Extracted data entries
········

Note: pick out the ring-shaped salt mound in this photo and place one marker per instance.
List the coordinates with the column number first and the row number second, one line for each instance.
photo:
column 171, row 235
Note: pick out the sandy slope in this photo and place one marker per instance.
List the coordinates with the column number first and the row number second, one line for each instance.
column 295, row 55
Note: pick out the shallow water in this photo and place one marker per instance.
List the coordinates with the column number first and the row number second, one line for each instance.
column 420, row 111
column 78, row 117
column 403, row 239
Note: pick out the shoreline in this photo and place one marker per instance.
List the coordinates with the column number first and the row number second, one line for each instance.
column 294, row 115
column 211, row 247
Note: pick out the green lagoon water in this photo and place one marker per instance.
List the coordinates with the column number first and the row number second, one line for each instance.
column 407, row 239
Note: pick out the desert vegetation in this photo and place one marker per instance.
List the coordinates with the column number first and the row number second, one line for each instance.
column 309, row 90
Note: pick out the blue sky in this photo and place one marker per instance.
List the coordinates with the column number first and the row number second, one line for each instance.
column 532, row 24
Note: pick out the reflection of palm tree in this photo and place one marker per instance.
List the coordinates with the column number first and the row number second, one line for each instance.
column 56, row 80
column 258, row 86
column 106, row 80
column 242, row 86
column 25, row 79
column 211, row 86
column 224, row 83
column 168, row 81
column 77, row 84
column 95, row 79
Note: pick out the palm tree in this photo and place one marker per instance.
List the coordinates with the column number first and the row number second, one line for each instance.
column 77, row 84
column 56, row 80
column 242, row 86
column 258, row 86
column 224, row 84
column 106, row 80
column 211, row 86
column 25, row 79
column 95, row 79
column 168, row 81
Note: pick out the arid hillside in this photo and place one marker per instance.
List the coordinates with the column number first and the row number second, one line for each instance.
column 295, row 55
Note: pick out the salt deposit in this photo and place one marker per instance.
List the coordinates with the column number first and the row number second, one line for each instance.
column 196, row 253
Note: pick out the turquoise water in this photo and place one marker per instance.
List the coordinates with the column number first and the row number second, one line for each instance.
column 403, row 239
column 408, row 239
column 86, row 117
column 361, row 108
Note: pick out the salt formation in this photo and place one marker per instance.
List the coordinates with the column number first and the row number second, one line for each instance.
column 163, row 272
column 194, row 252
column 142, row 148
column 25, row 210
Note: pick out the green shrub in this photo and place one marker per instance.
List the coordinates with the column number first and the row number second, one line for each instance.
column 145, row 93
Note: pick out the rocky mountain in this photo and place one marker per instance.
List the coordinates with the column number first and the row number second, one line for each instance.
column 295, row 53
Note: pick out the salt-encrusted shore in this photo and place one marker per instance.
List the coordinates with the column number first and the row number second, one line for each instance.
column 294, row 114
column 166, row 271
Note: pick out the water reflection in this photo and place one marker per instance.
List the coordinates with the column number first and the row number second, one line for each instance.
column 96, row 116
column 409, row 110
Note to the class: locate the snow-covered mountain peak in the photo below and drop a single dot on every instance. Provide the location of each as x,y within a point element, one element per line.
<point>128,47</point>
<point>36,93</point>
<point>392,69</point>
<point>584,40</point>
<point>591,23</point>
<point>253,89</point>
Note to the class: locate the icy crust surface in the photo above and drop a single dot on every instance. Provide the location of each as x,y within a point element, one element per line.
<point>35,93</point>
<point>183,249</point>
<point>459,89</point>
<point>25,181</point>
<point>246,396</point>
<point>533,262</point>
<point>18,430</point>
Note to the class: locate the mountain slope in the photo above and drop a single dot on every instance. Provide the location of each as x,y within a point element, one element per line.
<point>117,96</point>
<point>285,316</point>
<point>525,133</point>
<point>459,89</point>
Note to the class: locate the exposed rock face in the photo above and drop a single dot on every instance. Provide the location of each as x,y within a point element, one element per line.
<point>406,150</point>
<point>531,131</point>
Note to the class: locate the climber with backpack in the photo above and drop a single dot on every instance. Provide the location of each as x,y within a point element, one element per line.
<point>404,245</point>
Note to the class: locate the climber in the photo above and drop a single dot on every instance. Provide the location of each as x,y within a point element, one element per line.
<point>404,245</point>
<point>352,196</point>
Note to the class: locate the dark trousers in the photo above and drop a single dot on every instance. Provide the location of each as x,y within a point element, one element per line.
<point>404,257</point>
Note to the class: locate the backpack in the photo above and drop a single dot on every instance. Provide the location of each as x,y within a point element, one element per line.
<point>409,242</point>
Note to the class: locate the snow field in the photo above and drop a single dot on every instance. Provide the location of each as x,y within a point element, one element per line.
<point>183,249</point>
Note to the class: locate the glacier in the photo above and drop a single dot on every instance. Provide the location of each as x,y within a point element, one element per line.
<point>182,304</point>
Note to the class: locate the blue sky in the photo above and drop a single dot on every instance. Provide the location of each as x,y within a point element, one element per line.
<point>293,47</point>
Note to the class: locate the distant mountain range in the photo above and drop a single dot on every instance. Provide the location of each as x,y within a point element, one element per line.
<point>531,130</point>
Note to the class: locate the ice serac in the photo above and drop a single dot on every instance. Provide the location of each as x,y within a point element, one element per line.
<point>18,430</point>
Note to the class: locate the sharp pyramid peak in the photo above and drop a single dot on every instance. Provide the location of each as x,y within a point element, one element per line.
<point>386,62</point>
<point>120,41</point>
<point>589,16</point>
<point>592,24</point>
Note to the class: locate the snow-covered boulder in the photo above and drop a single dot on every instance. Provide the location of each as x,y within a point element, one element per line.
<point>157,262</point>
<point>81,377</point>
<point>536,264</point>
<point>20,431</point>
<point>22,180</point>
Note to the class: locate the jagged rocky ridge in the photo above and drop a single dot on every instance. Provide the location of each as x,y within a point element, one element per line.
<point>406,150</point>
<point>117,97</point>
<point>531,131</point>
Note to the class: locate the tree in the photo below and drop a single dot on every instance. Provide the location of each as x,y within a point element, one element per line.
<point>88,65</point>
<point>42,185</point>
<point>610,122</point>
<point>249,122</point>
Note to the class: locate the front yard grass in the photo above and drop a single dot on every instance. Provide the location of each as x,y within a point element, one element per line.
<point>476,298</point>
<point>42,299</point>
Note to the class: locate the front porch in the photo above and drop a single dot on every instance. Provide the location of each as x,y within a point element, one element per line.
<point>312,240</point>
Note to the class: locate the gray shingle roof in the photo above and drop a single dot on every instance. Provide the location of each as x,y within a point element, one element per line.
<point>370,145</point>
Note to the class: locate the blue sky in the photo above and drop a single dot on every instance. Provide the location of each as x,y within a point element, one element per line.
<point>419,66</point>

········

*EXERCISE PROMPT*. In the data above, find each line that uses the string "green". Copy it.

*TASK ANSWER*.
Note: pick out the green lagoon water in this photo and place one marker per instance.
Note: pick out the green shrub in this photo and place one marker per instance.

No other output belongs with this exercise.